----- Supplied data
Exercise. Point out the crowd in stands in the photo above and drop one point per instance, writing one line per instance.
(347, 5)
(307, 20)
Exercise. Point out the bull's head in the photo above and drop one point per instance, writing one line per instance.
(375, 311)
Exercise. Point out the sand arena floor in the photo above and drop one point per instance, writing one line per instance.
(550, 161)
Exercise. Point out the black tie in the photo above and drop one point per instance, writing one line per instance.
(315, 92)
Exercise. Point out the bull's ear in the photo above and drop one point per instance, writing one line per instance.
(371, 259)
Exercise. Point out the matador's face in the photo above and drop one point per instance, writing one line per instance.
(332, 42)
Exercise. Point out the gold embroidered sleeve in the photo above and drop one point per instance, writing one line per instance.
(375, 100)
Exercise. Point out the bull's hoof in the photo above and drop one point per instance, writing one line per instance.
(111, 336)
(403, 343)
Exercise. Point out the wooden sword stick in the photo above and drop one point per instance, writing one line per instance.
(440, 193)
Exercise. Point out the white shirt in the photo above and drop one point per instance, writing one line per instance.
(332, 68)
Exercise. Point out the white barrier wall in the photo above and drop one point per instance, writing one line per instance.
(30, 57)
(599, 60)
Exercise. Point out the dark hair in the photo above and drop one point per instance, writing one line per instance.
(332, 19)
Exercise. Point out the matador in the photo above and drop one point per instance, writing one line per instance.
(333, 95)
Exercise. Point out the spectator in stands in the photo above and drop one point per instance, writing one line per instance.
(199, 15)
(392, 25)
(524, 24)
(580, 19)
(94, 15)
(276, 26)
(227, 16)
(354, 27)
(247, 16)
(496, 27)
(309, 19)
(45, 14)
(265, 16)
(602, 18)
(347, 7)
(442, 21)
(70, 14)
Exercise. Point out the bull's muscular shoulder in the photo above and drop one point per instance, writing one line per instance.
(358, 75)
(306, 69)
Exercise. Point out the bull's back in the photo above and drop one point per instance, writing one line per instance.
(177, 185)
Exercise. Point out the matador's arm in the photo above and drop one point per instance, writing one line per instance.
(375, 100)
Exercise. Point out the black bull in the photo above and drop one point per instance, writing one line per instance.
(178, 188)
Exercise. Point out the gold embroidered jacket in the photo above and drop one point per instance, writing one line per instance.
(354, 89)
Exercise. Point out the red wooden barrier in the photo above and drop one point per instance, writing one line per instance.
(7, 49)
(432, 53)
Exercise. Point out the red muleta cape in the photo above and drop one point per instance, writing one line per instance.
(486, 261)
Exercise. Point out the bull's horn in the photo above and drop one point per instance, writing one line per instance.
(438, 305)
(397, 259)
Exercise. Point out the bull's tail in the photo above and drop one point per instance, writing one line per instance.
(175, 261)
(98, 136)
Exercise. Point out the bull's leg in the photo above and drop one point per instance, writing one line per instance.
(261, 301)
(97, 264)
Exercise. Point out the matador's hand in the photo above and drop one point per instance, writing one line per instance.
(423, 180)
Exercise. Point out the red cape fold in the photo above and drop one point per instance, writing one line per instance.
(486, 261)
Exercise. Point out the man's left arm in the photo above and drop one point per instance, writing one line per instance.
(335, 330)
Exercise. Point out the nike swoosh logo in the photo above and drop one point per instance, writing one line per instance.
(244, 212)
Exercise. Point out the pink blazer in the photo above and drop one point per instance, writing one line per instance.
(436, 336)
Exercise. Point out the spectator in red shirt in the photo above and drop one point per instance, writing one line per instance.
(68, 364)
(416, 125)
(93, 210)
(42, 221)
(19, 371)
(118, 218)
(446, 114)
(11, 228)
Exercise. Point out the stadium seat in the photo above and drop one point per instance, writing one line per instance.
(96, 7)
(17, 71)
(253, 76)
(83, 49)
----------
» What to work on
Give back, unchanged, the line that holds "Exercise. Point out the pink" along with all lines after it through the last line above.

» Response
Exercise. Point out the pink blazer in the photo above and drop one point per instance, writing one line per instance.
(436, 336)
Exercise. Point out the spectator in red shirt in the photo above and drop one point per instance, writing one line per instance.
(68, 364)
(416, 125)
(93, 210)
(42, 221)
(19, 371)
(118, 218)
(446, 114)
(11, 228)
Exercise. Point out the stadium seat in the photo above and drop one point per instance, writing one line per instance.
(96, 7)
(17, 71)
(253, 76)
(83, 49)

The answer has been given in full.